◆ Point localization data
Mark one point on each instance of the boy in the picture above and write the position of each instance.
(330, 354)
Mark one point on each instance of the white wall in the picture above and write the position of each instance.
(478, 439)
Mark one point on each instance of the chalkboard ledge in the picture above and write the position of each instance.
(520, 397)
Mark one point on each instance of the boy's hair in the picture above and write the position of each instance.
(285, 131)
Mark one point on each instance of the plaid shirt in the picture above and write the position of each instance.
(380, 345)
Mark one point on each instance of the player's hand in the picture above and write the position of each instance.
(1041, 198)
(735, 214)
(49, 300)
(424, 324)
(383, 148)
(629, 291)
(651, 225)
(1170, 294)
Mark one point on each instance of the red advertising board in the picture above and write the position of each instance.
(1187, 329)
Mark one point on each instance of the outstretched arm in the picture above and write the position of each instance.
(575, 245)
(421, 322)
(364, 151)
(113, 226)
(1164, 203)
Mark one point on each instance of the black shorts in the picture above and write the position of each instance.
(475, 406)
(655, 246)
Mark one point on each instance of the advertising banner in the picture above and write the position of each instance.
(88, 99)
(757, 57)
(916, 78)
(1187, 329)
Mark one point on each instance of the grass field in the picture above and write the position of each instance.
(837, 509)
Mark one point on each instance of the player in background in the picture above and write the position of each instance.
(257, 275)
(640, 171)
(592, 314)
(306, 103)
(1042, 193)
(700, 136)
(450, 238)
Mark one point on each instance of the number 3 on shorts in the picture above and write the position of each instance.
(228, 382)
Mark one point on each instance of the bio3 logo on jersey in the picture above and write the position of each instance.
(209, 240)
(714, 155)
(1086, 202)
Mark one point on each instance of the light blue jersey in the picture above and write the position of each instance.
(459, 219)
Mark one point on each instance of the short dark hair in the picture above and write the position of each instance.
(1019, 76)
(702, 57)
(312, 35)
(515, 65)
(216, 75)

◆ Exercise description
Type the data out again, exactly.

◆ Exercise result
Mark one point on each instance of the boy in the picture above and write the position of each instance.
(330, 354)
Mark one point on each instance of the white wall in the picture above and write the position of each instance.
(478, 439)
Mark one point on each instance of the chalkboard ledge in the picture above and write the position of each instance.
(520, 397)
Mark one point on each instance of the boy's hair in the picture above and write the position of each instance.
(285, 131)
Mark one point on each instance of the plaid shirt in the picture above and write the position of each instance.
(380, 345)
Mark one point on each instance of the player's hand in the picture above and write the position of each instance.
(1041, 198)
(735, 214)
(49, 300)
(424, 324)
(383, 148)
(629, 291)
(651, 225)
(1170, 294)
Mark one point on each instance of the red advertising board in the picture above and write the position of each instance.
(1187, 329)
Mark one point on each instance of the outstretched arm in the picture above and write the position of each instance.
(575, 245)
(421, 322)
(364, 151)
(113, 226)
(1164, 203)
Mark one point on each instance of the black shorts in the picture above and write the position of each instance.
(475, 406)
(655, 246)
Mark one point on each instance of the advertising banner in the picture above and write the position of each instance.
(88, 99)
(757, 57)
(916, 78)
(1187, 329)
Mark one point on each instance of the grass field in the picture above and write the position of each instance.
(837, 509)
Mark one point on each instance of the player in background in the picture above and write the position of each instance.
(257, 275)
(640, 171)
(592, 314)
(306, 103)
(1042, 193)
(700, 136)
(450, 238)
Mark one point on each instance of the number 3 on shorts in the picture above and write the position of each instance.
(228, 382)
Mark one point on each instance of the bio3 logo on jersey in the picture above and write the position of each instance.
(209, 240)
(714, 155)
(1086, 202)
Mark one point on each instance of the light blue jersey in the picture above and write the position of each instance.
(459, 219)
Mark one point on each instance of the short dark hair in the picture above and write the position of each instance.
(1019, 76)
(702, 57)
(312, 35)
(515, 65)
(216, 75)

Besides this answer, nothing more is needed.